Task directions:
Gather every line in the data below that contains the word "each".

Material provided:

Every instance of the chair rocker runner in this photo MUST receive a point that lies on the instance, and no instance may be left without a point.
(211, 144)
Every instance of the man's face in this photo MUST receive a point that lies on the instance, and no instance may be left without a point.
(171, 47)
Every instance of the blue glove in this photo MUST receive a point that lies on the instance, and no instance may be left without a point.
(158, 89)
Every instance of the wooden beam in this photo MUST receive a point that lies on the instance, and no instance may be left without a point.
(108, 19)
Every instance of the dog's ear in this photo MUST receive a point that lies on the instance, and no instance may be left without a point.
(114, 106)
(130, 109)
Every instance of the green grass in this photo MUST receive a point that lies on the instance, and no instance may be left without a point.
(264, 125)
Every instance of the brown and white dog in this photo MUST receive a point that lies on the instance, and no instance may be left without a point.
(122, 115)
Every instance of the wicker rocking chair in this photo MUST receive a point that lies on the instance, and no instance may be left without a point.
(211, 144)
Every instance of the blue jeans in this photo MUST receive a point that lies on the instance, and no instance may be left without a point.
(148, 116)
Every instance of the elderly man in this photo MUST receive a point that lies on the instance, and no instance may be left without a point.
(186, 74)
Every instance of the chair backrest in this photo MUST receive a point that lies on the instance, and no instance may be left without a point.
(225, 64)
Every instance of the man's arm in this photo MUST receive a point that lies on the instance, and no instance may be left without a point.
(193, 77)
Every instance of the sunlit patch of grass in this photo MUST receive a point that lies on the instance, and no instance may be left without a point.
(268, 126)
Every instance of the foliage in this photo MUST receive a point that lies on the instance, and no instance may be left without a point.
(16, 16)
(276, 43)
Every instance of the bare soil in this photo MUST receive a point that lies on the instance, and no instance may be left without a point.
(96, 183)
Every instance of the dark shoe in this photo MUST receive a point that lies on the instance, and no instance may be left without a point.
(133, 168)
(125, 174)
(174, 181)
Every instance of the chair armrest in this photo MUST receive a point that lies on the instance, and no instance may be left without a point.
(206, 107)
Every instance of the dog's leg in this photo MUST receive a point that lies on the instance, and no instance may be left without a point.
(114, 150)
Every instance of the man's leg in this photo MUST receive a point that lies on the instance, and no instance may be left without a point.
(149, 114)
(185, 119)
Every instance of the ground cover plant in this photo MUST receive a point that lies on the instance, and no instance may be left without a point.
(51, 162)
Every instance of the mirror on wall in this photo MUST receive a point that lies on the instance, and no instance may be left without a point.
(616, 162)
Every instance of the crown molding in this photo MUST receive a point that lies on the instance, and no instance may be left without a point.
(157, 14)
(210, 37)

==

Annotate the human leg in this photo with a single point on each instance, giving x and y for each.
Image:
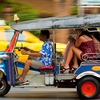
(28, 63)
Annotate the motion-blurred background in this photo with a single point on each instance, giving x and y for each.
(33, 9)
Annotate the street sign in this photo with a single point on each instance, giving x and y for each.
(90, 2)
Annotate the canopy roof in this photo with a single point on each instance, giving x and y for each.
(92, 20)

Output below:
Annotate the human leg in this photo with a single point on each instance, giving x and y for each.
Annotate the motion-blurred background in this photo with a single point on each instance, giving x and y for each.
Annotate the street sign in this photo with a single point on each instance, giving x and y for each.
Annotate the canopy roof in this photo with a single point on each instance, giving x and y for each.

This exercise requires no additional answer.